Give the text of the rows below as a JSON list of strings, with one string per line and no blank lines. Leave the pictures out of the list.

LISTING |
++++++++

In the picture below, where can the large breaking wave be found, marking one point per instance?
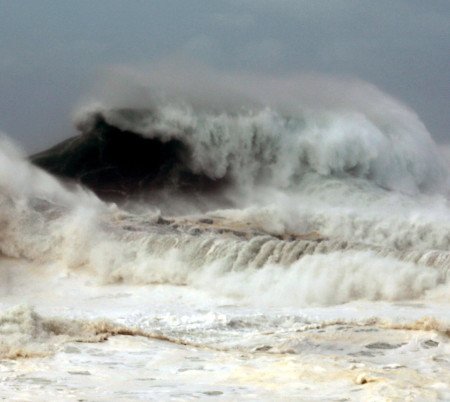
(321, 197)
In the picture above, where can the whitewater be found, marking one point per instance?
(230, 237)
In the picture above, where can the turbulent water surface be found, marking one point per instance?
(228, 245)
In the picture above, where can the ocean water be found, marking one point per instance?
(296, 247)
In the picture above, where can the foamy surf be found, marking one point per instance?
(281, 244)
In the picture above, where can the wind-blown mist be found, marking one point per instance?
(314, 170)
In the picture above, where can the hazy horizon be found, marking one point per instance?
(52, 53)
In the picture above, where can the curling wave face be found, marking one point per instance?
(319, 197)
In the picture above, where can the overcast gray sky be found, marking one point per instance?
(51, 50)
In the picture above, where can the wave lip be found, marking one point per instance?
(117, 163)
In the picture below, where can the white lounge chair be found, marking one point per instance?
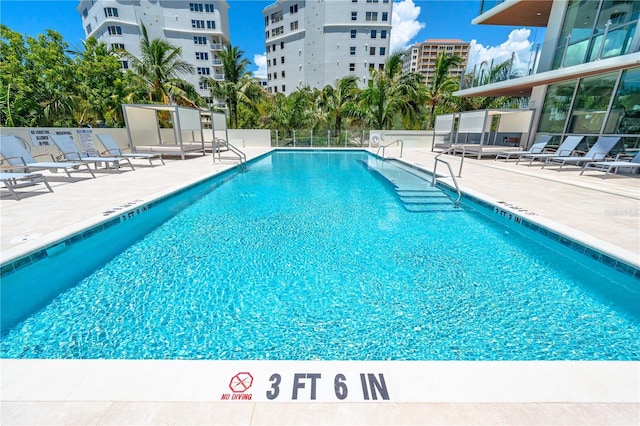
(18, 158)
(597, 152)
(19, 180)
(608, 166)
(566, 148)
(114, 150)
(70, 151)
(537, 148)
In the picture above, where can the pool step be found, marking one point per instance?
(413, 187)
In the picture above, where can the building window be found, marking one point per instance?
(277, 16)
(591, 103)
(624, 117)
(556, 107)
(114, 30)
(110, 11)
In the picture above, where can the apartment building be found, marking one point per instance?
(422, 57)
(315, 43)
(587, 81)
(200, 28)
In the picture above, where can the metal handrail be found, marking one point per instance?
(455, 182)
(400, 141)
(218, 143)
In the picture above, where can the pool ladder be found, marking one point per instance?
(453, 176)
(218, 144)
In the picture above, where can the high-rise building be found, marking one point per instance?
(422, 57)
(315, 43)
(200, 29)
(587, 81)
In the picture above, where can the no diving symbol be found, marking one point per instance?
(241, 382)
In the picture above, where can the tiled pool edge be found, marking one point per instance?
(543, 227)
(114, 216)
(537, 224)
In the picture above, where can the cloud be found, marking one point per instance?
(261, 61)
(405, 24)
(517, 44)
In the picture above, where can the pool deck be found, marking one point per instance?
(599, 212)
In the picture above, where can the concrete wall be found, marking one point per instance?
(238, 137)
(30, 135)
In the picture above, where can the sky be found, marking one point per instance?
(412, 20)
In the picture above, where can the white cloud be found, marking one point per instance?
(261, 61)
(405, 24)
(517, 43)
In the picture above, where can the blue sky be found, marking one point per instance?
(413, 21)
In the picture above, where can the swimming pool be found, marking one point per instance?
(310, 255)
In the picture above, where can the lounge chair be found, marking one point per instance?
(19, 180)
(537, 148)
(566, 148)
(114, 150)
(70, 151)
(18, 158)
(608, 166)
(597, 152)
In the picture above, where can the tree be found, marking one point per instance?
(160, 67)
(340, 102)
(238, 87)
(390, 95)
(36, 80)
(442, 85)
(101, 87)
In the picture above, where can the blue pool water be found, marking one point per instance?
(312, 256)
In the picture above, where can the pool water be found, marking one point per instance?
(310, 256)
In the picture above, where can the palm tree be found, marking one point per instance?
(443, 84)
(340, 102)
(390, 95)
(238, 86)
(160, 67)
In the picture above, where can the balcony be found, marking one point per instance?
(514, 13)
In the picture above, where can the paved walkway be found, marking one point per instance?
(600, 212)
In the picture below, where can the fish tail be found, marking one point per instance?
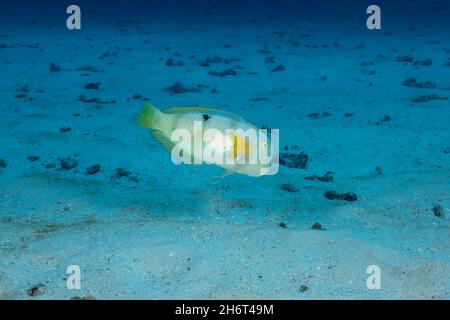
(150, 117)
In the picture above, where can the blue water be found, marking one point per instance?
(363, 117)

++++++++

RIGHT ANSWER |
[
  "In the picture below, where can the large breaking wave be found, marking one point per instance?",
  "(321, 197)",
  "In the picture above, where can the whitewater be found, marking one point per instance?",
  "(230, 237)",
  "In the picture above, where can the turbulent water surface be found, marking one point per instance?",
  "(228, 245)",
  "In the picture above, where can the ocean water be found, marking one point per instance?",
  "(296, 247)",
  "In the picture above, where can the foamy surf be found, marking one point per instance?",
  "(281, 244)",
  "In the picture above, where can the wind-blown mist be found, marking one point per instance?",
  "(314, 170)",
  "In the picture above, where can the hazy horizon be found, marking one point per instance?",
  "(52, 53)",
  "In the picture above, where can the curling wave face be found, marking one point per instance?",
  "(319, 197)",
  "In the picture above, where can the overcast gray sky be found, marking one point per instance?",
  "(51, 50)",
  "In the picture above, where can the wave lip be found, marking one point per instance?",
  "(117, 163)",
  "In the picture below, where can the white lounge chair be found, marking one point per instance?",
  "(18, 158)",
  "(597, 152)",
  "(19, 180)",
  "(608, 166)",
  "(566, 148)",
  "(114, 150)",
  "(70, 151)",
  "(537, 148)",
  "In the picture above, where can the pool step be found, marking one point per instance?",
  "(413, 187)",
  "In the picture above, where can the building window be found, marking one point per instance?",
  "(277, 16)",
  "(591, 103)",
  "(624, 117)",
  "(556, 107)",
  "(114, 30)",
  "(110, 11)",
  "In the picture above, where can the apartment building be found, marking one point per instance?",
  "(422, 57)",
  "(315, 43)",
  "(587, 81)",
  "(200, 28)",
  "In the picture above, where can the metal handrail be found, marking one point per instance?",
  "(455, 182)",
  "(400, 141)",
  "(218, 143)",
  "In the picture above, where can the pool ladder be found, marking one point per instance?",
  "(453, 176)",
  "(218, 144)",
  "In the picture above, where can the high-rise building be found, marking one point per instance?",
  "(422, 57)",
  "(315, 43)",
  "(200, 29)",
  "(587, 81)",
  "In the picture above, where can the no diving symbol be found, marking one point per instance?",
  "(241, 382)",
  "In the picture above, where can the tiled pool edge be found, marking one point per instance?",
  "(543, 227)",
  "(114, 216)",
  "(537, 224)",
  "In the picture above, where can the cloud be found, marking one point per instance?",
  "(261, 61)",
  "(405, 24)",
  "(517, 44)",
  "In the picture above, where can the pool deck be found, marking one point per instance?",
  "(599, 212)",
  "In the picture above, where can the concrete wall be found, marking one point per instance?",
  "(238, 137)",
  "(30, 135)",
  "In the picture above, where can the sky be found, marking one point per instance?",
  "(412, 20)",
  "In the picture above, where can the white cloud be found, marking one point per instance?",
  "(261, 61)",
  "(405, 24)",
  "(517, 43)",
  "In the picture above, where can the blue sky be found, marking one point per instance?",
  "(413, 21)",
  "In the picture above, where can the swimming pool be found, marking one point per instance?",
  "(310, 255)",
  "In the picture above, where can the lounge chair be found, marking one point per instance?",
  "(19, 180)",
  "(537, 148)",
  "(566, 148)",
  "(114, 150)",
  "(70, 151)",
  "(18, 158)",
  "(608, 166)",
  "(597, 152)",
  "In the picture above, where can the tree be found, marking one point per instance?",
  "(160, 67)",
  "(340, 102)",
  "(238, 87)",
  "(390, 95)",
  "(36, 80)",
  "(442, 85)",
  "(101, 87)",
  "In the picture above, where can the blue pool water be found, marking one point per instance?",
  "(312, 256)",
  "In the picture above, where can the pool water be found, marking one point per instance?",
  "(310, 256)",
  "In the picture above, where can the palm tree be found, marking one point per instance?",
  "(443, 84)",
  "(340, 102)",
  "(390, 95)",
  "(238, 86)",
  "(160, 67)",
  "In the picture above, where can the balcony be found, marking one point per instance?",
  "(514, 13)",
  "In the picture above, where can the paved walkway be found, marking one point per instance?",
  "(600, 212)",
  "In the picture below, where can the fish tail be found, marking one point per instance?",
  "(150, 117)",
  "In the picture above, where can the blue water be found, marking one point per instance?",
  "(363, 117)"
]